> **Task objective**: Pick out each line of the records below that contains the string "painted", and copy those lines. Treat uppercase and lowercase letters as different.

> **Given data**:
- - - - - - -
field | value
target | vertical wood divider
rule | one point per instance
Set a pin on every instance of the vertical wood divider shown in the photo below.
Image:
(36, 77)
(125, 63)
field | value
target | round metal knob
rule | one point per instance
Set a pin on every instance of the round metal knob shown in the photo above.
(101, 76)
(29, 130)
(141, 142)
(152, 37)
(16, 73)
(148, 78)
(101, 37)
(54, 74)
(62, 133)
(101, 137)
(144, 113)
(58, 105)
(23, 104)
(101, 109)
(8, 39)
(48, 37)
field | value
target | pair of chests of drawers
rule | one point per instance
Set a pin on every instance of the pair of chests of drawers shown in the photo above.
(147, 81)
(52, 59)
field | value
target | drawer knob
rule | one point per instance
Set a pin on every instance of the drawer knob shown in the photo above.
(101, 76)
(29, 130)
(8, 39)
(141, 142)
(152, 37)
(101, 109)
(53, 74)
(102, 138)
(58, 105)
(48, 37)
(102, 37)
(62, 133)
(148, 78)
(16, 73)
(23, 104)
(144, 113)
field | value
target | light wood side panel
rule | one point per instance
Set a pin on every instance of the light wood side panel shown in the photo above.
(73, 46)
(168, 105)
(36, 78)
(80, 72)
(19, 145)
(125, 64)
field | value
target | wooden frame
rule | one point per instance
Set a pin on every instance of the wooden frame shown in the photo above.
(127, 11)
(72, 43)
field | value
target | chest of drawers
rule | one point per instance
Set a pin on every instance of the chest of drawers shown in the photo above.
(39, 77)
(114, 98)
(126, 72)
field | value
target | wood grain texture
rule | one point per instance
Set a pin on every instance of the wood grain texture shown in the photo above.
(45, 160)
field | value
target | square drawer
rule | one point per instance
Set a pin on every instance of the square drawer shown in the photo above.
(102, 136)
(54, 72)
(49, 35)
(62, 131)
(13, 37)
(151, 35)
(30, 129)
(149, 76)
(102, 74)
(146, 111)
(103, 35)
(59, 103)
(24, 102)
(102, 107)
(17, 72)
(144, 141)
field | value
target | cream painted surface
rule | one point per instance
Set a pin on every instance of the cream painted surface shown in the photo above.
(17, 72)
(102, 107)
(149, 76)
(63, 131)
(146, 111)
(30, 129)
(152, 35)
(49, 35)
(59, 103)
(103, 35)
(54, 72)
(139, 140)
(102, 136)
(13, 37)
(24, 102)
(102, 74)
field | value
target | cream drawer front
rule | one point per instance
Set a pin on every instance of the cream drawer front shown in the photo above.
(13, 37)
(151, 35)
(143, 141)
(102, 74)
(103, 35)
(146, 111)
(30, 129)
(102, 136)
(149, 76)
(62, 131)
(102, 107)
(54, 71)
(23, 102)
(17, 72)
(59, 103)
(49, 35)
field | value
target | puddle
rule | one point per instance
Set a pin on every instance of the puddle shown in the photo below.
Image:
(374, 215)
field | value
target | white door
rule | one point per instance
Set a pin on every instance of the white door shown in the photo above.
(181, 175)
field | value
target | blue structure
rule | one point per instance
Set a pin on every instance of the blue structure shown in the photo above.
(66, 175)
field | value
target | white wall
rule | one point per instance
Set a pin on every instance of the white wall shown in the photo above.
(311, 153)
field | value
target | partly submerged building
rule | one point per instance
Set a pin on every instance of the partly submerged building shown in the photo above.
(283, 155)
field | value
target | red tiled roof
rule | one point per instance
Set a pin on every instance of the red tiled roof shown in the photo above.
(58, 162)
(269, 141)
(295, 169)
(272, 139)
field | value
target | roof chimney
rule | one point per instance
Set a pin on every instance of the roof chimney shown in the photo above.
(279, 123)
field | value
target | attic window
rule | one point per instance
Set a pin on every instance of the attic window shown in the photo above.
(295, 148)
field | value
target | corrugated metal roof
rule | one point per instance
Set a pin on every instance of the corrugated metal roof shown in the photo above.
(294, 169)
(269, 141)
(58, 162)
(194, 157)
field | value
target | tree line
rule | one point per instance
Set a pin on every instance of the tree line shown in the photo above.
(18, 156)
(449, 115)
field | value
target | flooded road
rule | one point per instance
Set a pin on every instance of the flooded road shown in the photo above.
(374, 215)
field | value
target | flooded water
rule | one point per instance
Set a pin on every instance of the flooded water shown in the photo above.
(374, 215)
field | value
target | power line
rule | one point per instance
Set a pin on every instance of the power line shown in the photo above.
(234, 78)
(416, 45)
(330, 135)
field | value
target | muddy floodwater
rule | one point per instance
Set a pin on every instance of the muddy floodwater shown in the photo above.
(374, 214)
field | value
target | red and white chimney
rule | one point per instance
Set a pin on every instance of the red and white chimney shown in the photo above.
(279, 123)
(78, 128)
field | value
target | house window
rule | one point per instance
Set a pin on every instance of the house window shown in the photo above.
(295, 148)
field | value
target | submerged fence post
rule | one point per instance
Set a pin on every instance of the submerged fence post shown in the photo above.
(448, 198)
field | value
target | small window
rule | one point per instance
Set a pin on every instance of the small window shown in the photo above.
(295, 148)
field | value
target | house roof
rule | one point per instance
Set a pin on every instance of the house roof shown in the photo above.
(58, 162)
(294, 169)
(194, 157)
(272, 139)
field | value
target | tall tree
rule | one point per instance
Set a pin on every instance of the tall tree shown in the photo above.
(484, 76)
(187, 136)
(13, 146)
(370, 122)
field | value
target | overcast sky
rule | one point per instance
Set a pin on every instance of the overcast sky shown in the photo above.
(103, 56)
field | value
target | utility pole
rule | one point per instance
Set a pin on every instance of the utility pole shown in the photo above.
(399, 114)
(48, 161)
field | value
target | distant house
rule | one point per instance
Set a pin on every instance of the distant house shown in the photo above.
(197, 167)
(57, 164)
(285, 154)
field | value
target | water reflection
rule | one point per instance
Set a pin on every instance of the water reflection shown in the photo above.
- - - - - - -
> **Complete output**:
target | cream painted surface
Set a pin on every instance of the cream painted surface shown in the photo above.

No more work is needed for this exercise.